## WHAT IS NEEDED
Give every line again exactly as it appears, please, but not the pictures.

## Photo object pointing records
================================

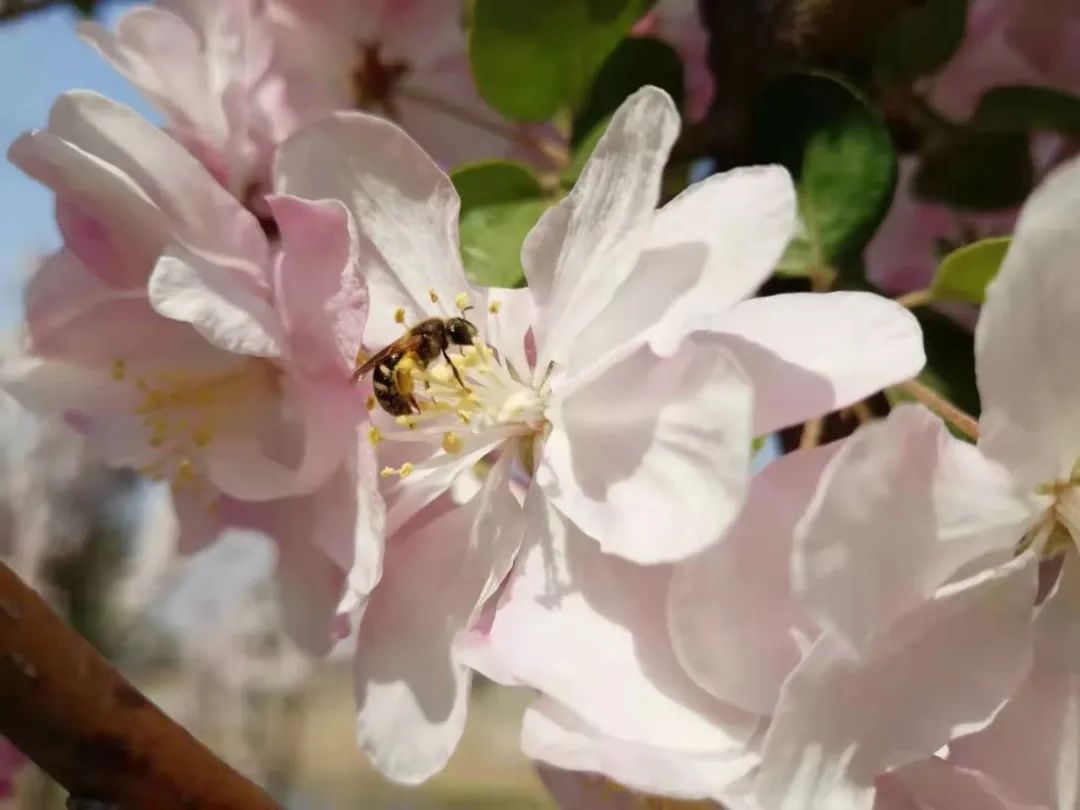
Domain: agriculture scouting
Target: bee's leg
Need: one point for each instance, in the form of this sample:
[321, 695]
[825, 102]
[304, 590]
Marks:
[455, 369]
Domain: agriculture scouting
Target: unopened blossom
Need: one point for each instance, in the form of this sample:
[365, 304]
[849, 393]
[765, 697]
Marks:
[406, 61]
[206, 65]
[167, 332]
[624, 385]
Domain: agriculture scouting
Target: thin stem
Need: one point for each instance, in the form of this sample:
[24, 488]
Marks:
[65, 706]
[942, 407]
[916, 298]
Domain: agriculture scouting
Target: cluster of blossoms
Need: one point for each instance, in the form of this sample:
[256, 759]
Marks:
[563, 500]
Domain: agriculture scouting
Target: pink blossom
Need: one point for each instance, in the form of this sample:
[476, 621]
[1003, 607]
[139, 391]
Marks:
[170, 333]
[206, 65]
[622, 297]
[405, 59]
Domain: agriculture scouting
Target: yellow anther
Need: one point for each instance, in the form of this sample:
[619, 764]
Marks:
[202, 435]
[451, 442]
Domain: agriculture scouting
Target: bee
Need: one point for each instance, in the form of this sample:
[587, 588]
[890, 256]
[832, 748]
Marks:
[422, 343]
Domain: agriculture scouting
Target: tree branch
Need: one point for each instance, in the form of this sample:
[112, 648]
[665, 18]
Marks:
[65, 706]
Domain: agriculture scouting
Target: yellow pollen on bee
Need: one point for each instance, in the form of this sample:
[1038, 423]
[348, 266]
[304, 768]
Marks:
[451, 442]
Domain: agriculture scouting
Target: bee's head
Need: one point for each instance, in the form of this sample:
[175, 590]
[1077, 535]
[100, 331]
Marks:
[460, 332]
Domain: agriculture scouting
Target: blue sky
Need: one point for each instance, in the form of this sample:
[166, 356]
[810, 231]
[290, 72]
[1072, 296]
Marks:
[40, 57]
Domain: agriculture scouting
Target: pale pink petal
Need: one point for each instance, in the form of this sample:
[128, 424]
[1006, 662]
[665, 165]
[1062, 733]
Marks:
[1034, 744]
[589, 630]
[900, 511]
[216, 300]
[410, 691]
[733, 620]
[556, 737]
[321, 298]
[404, 206]
[943, 671]
[658, 475]
[706, 250]
[809, 353]
[1024, 356]
[583, 248]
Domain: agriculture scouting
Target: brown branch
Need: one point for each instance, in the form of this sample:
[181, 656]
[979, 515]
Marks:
[65, 706]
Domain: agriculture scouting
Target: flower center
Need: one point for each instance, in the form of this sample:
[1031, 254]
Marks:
[183, 412]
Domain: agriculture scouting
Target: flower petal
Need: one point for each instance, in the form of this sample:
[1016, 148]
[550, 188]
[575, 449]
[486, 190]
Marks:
[900, 511]
[589, 630]
[1025, 338]
[553, 734]
[1034, 744]
[706, 250]
[811, 353]
[583, 248]
[410, 691]
[656, 476]
[915, 687]
[731, 613]
[404, 206]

================================

## RESULT OF THE EXERCISE
Domain: agriculture scouting
Target: bee's leg
Need: one point for each instance, in the form of this sample:
[321, 695]
[825, 102]
[304, 590]
Marks:
[455, 369]
Domain: agriculture scouting
Target: unopened blossom
Need: one point for each instance, in the form of this sample:
[365, 304]
[849, 393]
[765, 697]
Marks:
[406, 61]
[206, 65]
[167, 332]
[624, 385]
Domain: agriculture scouting
Target: thin stem
Need: one point for each instance, in the form of this sample:
[24, 488]
Marks:
[65, 706]
[942, 407]
[916, 298]
Domain: agriculture scouting
Target: cluster of blossoms
Need: one point for each instance, in the form of this sample:
[256, 759]
Marks:
[563, 500]
Domain: agriculture scouting
Target: pink blossom
Need: one point for each instance, in the form of this sample:
[476, 621]
[1003, 607]
[139, 391]
Marks:
[170, 333]
[206, 65]
[622, 297]
[405, 59]
Domain: agriculture scouting
Target: yellow anther
Need: one point for each instance, in the form of this sample:
[619, 764]
Marks:
[202, 435]
[451, 442]
Domain: agriculture scouting
Target: bee
Need: one point for each instance, in the form of this sample:
[587, 588]
[890, 256]
[832, 748]
Marks:
[422, 343]
Domain: agriculture scouting
Target: tree branch
Need: one point for each instance, in the form of this sample:
[112, 648]
[665, 18]
Marks:
[65, 706]
Domain: agriculture scouting
Target: yellow pollen on bee
Need: one point for each instance, in the form of this sample:
[1038, 423]
[348, 266]
[304, 768]
Marks:
[451, 442]
Domain: agriculture scouting
Target: bee's head
Need: one point for each instance, in the form of this sample:
[175, 590]
[1077, 535]
[100, 331]
Marks:
[460, 332]
Domain: agriculture scouting
Target: blue sky
Need: one point for each instance, in the form of this sample:
[166, 356]
[810, 231]
[290, 72]
[1072, 296]
Marks:
[40, 57]
Domain: agriculture scouting
Target: pale pink petal
Need: one point for each instance, in the form of this sample:
[128, 424]
[1006, 662]
[665, 165]
[1062, 733]
Marks:
[1034, 744]
[589, 630]
[900, 511]
[216, 300]
[410, 691]
[733, 620]
[556, 737]
[321, 298]
[404, 206]
[943, 671]
[658, 475]
[706, 250]
[809, 353]
[1024, 356]
[583, 248]
Domain: agriculture scouting
Target: brown branch
Need: one point for each instance, in the form of this sample:
[181, 656]
[979, 515]
Marks:
[65, 706]
Domain: agriculture scouting
Target: flower center
Need: one point for each instance, in the form of this sample:
[1031, 254]
Marks:
[183, 412]
Domain: agriculture scouting
Target: flower petal
Need: one point for each instance, in the form of this sample:
[1016, 148]
[550, 188]
[575, 449]
[486, 190]
Marks:
[900, 511]
[589, 630]
[1025, 338]
[553, 734]
[1034, 744]
[706, 250]
[811, 353]
[583, 248]
[410, 691]
[656, 476]
[915, 687]
[731, 613]
[404, 206]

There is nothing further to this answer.